Instructions to follow |
According to the Qualcomm announcement about the European Commission fine, why did the two customers favor Qualcomm chips? Answer in one to three sentences.

Posted by Qualcomm
Qualcomm Incorporated announced that the European Commission’s Directorate General for Competition, after a 10-year investigation, issued a finding that Qualcomm engaged in predatory pricing practices for some sales of three cellular baseband chipsets to two customers during a few calendar quarters between 2009 and 2011, and fined Qualcomm 242 million euros. Qualcomm plans to appeal the finding to the General Court of the European Union. Qualcomm intends to provide a financial guarantee in lieu of paying the fine while the appeal is pending.
“The Commission spent years investigating sales to two customers, each of whom said that they favored Qualcomm chips not because of price but because rival chipsets were technologically inferior. This decision is unsupported by the law, economic principles or market facts, and we look forward to a reversal on appeal,” said Don Rosenberg, executive vice president and general counsel of Qualcomm.

Extracted information |
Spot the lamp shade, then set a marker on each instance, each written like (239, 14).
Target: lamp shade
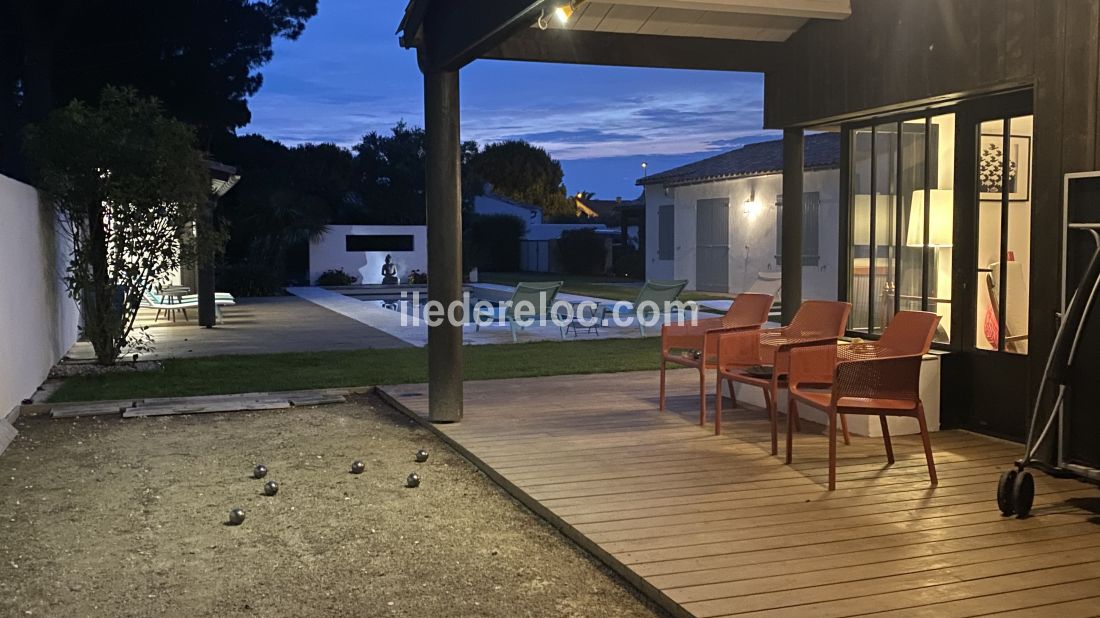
...
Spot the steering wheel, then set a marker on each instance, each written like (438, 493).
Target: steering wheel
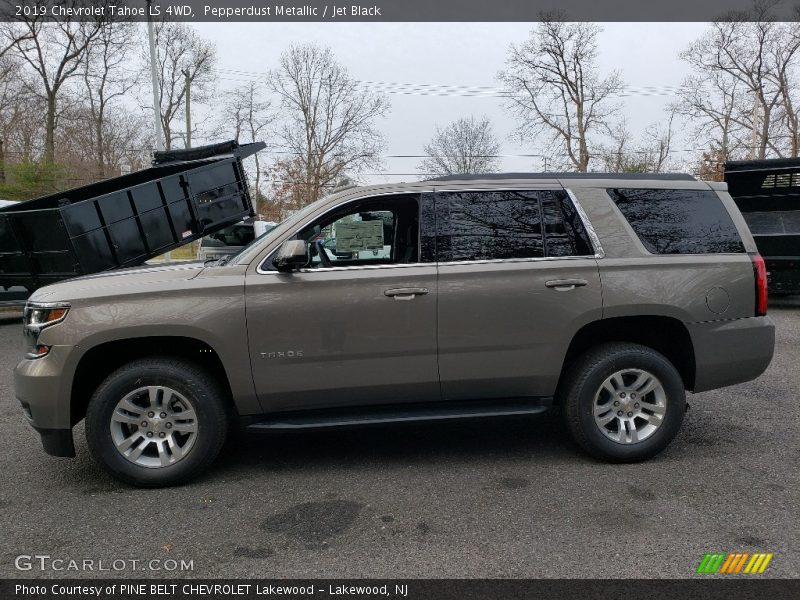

Output of the exercise |
The two customers said they favored Qualcomm chips not because of price but because rival chipsets were technologically inferior.